# PROMPT
In the entries that follow, identify the line containing "Point to the yellow craspedia flower." and return it together with all later lines, exactly as they appear.

(Coordinate annotation entries)
▬▬▬▬▬▬▬▬▬▬

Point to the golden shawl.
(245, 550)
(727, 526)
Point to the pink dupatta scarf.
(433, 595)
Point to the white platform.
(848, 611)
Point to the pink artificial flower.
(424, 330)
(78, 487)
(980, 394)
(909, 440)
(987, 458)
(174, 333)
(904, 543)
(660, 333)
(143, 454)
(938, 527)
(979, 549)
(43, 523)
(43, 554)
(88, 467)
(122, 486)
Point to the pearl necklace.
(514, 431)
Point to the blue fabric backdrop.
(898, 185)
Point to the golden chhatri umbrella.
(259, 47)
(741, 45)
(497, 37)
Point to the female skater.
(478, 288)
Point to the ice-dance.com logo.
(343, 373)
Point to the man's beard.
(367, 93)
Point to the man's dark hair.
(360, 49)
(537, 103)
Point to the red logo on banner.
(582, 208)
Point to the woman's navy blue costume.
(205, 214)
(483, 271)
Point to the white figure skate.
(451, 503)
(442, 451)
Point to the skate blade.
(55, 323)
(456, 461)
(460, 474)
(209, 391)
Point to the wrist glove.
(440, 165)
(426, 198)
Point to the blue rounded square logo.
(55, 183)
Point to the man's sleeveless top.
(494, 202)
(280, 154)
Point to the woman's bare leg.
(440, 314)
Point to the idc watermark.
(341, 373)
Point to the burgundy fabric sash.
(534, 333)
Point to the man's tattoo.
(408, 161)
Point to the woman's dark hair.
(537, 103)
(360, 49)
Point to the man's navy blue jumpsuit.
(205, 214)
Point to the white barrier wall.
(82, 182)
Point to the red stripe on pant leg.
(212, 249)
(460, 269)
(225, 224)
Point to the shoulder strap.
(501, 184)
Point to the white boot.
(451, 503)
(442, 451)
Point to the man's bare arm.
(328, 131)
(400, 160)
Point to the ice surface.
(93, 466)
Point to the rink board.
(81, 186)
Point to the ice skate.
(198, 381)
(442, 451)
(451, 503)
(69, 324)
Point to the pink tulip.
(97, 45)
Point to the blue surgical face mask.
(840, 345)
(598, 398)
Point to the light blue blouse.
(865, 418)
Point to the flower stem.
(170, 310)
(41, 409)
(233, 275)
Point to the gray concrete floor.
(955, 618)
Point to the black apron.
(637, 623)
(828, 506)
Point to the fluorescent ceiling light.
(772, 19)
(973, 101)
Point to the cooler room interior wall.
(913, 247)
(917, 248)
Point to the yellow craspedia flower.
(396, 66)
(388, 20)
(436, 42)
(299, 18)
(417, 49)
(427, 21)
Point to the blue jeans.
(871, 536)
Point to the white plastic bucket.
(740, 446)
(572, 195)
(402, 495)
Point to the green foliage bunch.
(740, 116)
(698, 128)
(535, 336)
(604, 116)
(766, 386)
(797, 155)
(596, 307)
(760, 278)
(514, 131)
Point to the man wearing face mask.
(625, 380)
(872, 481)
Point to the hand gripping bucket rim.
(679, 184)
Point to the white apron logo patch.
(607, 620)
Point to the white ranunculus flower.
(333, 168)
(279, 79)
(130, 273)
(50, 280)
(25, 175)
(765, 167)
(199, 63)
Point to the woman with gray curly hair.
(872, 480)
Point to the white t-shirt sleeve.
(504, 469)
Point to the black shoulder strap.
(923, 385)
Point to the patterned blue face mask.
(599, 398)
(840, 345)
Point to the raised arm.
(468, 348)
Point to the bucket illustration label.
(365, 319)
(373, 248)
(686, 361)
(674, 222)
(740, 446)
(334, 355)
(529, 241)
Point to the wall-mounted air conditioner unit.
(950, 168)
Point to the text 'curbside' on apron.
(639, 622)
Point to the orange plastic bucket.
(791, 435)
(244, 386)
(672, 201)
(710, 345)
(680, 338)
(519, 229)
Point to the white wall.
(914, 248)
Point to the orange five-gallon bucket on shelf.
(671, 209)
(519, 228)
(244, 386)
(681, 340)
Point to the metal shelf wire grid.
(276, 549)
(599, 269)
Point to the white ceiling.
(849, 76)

▬▬▬▬▬▬▬▬▬▬

# ANSWER FOR THE TASK
Point to the yellow craspedia flower.
(396, 66)
(388, 20)
(436, 42)
(299, 18)
(417, 49)
(427, 21)
Point to the blue jeans.
(871, 536)
Point to the white plastic bucket.
(740, 446)
(572, 195)
(402, 495)
Point to the green foliage bunch.
(740, 116)
(698, 128)
(535, 336)
(604, 116)
(766, 386)
(797, 155)
(596, 307)
(760, 278)
(514, 131)
Point to the man wearing face mask.
(625, 380)
(872, 481)
Point to the hand gripping bucket rim.
(679, 184)
Point to the white apron logo patch.
(607, 620)
Point to the white ranunculus flower.
(333, 168)
(279, 79)
(130, 273)
(50, 280)
(25, 175)
(765, 167)
(199, 63)
Point to the woman with gray curly hair.
(872, 480)
Point to the white t-shirt sleeve.
(504, 469)
Point to the black shoulder strap.
(923, 385)
Point to the patterned blue face mask.
(599, 398)
(840, 345)
Point to the raised arm.
(468, 348)
Point to the bucket illustration label.
(365, 319)
(373, 248)
(686, 361)
(674, 222)
(740, 446)
(334, 355)
(529, 241)
Point to the wall-mounted air conditioner unit.
(950, 168)
Point to the text 'curbside' on apron.
(639, 622)
Point to the orange plastic bucket.
(791, 435)
(244, 386)
(672, 201)
(710, 345)
(680, 338)
(519, 229)
Point to the white wall.
(914, 248)
Point to the orange five-gallon bucket on shelf.
(671, 209)
(519, 228)
(244, 386)
(681, 340)
Point to the metal shelf wire grid.
(276, 549)
(599, 269)
Point to the white ceiling.
(849, 76)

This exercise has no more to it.